WORK ORDER -
Locate the line containing "Query: orange bottle" in the material below; repeat it and every line after it, exactly as written.

DATA EXCERPTS -
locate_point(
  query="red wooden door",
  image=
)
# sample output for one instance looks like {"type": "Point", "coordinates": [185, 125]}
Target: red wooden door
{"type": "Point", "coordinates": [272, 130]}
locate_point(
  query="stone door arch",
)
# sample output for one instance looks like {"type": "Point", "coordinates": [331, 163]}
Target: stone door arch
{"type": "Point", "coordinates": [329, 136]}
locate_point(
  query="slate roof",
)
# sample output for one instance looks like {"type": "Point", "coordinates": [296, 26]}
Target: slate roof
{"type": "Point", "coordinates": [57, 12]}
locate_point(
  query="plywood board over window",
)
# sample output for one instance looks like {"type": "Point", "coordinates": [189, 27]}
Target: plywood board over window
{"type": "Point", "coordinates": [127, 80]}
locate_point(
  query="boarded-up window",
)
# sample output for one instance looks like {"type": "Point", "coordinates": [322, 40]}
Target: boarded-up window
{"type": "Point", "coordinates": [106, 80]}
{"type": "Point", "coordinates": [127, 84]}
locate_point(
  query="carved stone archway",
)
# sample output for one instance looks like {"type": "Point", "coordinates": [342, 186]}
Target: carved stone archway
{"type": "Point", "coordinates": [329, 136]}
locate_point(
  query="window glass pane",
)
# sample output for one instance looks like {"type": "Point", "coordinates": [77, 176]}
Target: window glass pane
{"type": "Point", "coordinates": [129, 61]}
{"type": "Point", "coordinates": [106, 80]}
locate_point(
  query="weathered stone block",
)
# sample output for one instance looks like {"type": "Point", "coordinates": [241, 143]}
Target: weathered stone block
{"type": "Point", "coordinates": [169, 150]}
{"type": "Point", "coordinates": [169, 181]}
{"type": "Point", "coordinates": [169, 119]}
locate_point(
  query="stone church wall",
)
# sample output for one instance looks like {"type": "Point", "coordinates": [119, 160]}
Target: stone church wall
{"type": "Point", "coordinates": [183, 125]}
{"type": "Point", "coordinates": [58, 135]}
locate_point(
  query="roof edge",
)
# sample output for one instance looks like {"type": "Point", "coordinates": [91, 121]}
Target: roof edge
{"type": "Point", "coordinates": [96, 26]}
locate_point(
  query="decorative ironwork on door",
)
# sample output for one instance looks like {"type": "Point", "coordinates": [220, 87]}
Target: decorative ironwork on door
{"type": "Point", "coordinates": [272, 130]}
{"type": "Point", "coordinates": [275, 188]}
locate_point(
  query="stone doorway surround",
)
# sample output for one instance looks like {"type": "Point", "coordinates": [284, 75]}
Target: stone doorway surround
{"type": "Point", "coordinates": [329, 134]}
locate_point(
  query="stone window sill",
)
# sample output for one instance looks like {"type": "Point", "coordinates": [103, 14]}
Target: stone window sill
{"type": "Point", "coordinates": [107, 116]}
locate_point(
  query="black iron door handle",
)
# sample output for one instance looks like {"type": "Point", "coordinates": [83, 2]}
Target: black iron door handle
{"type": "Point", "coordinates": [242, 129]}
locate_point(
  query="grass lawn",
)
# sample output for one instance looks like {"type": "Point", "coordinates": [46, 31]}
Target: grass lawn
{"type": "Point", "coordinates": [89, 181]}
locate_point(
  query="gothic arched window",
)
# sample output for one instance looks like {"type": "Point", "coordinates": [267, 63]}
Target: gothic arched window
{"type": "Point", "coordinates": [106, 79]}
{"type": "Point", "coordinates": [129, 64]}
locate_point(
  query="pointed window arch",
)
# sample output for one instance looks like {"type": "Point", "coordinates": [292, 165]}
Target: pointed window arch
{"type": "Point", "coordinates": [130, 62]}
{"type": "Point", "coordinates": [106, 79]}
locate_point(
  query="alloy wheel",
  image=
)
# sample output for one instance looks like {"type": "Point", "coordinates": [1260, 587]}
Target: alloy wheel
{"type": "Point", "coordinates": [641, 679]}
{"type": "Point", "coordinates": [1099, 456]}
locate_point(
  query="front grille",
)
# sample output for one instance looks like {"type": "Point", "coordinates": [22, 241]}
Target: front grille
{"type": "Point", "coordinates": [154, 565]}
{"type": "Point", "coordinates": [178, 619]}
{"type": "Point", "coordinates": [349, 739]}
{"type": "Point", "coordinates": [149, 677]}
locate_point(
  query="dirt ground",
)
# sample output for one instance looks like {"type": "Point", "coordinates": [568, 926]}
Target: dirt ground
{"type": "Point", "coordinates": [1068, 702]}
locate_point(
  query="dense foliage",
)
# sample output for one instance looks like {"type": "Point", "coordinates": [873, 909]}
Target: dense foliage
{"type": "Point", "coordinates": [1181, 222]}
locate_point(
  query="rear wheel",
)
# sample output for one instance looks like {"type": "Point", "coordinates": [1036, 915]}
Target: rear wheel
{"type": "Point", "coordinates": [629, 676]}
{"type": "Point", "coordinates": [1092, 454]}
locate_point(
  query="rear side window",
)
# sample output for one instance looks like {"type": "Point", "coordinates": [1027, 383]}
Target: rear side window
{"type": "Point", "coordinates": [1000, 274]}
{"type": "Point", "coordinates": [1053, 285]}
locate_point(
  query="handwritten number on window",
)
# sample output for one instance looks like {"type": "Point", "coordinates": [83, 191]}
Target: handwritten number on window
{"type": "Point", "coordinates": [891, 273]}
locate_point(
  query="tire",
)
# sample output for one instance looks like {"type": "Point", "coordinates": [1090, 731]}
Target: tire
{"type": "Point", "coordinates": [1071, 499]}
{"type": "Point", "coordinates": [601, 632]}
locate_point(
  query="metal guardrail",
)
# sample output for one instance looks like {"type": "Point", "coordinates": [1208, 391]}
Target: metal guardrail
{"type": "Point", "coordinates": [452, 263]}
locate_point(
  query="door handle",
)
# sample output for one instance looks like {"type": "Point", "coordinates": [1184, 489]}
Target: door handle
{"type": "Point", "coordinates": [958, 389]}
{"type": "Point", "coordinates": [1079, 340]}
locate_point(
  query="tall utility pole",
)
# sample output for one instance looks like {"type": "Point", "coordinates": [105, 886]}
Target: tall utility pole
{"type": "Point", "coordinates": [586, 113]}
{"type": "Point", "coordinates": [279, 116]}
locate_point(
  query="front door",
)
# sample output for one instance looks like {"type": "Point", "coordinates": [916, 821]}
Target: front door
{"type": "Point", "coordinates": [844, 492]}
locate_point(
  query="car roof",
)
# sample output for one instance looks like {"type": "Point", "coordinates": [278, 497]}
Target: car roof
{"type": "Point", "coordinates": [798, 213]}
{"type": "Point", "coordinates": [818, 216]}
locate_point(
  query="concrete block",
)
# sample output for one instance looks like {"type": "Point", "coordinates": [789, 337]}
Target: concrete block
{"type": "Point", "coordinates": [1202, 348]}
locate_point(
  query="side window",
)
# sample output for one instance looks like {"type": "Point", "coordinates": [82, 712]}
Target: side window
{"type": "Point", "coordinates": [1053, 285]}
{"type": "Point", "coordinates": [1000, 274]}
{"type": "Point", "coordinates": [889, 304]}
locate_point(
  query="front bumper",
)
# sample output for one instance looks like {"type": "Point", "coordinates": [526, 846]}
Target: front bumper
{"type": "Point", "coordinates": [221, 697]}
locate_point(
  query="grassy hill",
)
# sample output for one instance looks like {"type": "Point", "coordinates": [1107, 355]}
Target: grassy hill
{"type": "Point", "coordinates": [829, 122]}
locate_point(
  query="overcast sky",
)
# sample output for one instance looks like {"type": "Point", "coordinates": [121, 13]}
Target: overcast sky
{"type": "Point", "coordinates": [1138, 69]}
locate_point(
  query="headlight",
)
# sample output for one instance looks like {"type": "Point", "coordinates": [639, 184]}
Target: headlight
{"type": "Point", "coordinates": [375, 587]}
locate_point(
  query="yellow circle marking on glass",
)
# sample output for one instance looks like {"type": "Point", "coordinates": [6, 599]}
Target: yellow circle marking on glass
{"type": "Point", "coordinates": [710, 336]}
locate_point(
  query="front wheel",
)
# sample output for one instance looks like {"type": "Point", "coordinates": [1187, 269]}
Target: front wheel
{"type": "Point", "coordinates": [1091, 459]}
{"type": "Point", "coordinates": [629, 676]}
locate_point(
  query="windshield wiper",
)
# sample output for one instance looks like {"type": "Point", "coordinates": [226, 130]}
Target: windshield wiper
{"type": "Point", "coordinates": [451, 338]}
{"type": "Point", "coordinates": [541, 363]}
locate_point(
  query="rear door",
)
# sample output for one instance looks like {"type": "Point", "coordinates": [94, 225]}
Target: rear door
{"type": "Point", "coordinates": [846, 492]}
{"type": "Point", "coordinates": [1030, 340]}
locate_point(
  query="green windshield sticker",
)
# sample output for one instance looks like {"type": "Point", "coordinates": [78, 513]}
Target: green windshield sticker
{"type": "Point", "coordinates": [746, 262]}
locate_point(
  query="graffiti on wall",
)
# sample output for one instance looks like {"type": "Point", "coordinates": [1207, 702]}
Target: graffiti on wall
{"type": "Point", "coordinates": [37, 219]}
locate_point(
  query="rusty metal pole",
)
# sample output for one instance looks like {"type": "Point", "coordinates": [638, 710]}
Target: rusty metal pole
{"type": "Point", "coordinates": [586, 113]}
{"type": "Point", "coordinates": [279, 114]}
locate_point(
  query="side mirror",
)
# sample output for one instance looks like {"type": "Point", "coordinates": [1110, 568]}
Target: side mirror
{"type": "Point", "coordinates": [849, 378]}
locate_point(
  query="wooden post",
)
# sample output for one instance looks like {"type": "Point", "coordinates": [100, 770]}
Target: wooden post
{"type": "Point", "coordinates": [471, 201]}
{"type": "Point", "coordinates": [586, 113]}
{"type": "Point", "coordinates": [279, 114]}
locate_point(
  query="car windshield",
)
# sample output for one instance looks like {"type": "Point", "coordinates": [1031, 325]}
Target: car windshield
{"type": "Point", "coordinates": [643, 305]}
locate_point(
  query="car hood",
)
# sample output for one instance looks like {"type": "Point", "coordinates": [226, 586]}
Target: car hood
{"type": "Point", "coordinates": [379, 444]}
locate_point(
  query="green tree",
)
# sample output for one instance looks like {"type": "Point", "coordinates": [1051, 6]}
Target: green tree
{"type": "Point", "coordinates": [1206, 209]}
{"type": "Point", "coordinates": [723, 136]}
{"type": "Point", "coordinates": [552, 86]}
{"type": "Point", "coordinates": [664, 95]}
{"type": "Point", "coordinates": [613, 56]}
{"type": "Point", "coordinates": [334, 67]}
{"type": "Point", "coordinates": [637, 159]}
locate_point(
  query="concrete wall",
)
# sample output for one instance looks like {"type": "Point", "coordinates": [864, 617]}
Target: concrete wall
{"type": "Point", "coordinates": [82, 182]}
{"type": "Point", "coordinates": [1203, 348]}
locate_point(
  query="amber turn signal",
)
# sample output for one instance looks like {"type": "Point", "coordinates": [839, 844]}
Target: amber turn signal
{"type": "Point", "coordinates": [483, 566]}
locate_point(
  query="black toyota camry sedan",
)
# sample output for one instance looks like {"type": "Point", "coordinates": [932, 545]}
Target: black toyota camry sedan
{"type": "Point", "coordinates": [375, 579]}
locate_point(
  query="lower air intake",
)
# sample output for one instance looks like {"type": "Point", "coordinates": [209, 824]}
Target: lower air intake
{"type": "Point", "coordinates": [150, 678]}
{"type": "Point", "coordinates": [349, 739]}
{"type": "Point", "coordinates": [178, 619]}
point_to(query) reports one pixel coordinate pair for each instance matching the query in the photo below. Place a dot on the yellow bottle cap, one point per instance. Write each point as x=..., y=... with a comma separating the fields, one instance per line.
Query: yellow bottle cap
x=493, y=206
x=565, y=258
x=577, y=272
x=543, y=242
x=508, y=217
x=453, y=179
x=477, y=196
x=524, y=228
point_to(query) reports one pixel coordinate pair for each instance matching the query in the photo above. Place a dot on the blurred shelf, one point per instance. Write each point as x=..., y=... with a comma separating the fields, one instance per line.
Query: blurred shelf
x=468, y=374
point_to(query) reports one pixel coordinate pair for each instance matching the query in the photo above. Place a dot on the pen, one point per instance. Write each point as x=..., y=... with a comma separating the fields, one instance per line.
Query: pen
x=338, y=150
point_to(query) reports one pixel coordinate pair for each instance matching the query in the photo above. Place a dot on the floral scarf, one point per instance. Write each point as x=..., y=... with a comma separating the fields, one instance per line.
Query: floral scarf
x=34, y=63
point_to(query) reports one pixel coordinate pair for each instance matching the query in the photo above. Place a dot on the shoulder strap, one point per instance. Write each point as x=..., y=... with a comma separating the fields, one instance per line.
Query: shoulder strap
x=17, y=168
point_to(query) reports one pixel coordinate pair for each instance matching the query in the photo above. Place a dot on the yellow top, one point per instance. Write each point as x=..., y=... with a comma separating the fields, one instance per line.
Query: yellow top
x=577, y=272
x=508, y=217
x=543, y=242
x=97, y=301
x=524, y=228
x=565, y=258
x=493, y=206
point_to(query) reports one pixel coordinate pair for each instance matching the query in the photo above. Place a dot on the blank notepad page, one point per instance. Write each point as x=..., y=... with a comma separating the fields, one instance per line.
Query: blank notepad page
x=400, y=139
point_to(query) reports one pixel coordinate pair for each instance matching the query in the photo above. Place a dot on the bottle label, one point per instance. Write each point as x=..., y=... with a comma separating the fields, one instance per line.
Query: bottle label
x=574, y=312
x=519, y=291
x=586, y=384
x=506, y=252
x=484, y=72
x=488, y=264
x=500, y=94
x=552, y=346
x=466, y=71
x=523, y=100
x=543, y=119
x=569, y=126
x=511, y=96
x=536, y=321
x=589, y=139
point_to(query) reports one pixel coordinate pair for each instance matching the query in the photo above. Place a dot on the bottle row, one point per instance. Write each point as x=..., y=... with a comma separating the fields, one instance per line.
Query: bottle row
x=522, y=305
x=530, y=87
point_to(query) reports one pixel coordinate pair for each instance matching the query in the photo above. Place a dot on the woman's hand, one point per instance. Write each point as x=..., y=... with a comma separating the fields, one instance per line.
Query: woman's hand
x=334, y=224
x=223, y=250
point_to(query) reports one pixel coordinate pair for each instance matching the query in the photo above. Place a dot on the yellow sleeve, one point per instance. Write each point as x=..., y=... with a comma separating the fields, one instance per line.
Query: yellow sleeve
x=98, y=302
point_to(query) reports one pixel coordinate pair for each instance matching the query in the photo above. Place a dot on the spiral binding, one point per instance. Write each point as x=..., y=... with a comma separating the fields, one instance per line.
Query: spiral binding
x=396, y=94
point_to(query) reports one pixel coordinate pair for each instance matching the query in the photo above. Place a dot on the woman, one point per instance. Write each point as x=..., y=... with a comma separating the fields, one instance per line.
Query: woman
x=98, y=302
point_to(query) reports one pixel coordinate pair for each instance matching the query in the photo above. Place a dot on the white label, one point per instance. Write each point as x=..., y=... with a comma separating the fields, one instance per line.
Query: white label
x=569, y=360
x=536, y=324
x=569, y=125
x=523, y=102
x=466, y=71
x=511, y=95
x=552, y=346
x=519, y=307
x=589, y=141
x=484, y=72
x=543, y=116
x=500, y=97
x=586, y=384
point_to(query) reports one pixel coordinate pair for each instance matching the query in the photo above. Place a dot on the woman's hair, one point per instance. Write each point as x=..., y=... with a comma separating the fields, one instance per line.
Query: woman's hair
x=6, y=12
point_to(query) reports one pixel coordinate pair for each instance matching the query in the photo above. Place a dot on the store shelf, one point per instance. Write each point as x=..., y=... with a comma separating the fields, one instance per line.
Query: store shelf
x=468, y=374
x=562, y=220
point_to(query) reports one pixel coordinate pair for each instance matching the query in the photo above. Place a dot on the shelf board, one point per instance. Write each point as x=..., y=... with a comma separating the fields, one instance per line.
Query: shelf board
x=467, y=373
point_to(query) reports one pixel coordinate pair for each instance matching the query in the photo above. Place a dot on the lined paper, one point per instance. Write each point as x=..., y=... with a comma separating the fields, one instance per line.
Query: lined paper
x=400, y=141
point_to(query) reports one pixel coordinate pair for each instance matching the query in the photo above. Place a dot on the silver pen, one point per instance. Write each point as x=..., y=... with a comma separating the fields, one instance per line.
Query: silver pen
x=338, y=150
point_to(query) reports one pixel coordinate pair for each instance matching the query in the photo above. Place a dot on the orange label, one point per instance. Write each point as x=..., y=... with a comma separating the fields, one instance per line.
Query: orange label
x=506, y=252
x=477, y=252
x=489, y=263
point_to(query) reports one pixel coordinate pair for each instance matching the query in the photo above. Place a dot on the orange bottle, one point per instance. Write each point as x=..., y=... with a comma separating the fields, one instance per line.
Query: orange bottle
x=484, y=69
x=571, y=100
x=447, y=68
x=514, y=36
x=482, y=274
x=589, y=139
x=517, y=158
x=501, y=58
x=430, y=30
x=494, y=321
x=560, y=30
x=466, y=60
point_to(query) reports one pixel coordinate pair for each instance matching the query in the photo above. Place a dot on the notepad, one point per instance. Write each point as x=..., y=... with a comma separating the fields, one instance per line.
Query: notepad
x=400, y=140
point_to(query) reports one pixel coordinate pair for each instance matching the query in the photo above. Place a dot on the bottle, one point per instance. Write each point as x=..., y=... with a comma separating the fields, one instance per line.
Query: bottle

RESPONSE AREA -
Query: orange bottle
x=484, y=69
x=571, y=100
x=447, y=68
x=514, y=36
x=482, y=274
x=589, y=139
x=517, y=158
x=501, y=58
x=430, y=30
x=494, y=321
x=560, y=30
x=466, y=60
point_to(query) reports one pixel coordinate pair for each instance matching the query in the photo above. Place a dot on the notepad, one point per instance. Write each point as x=..., y=... with a comma separating the fields, one instance per line.
Query: notepad
x=400, y=140
point_to(query) reports one pixel coordinate pair for each instance matching the query in the photo above. Place a dot on the bottle, one point per instance. Write each point as x=..., y=... with a comma separating the fields, one instance per line.
Query: bottle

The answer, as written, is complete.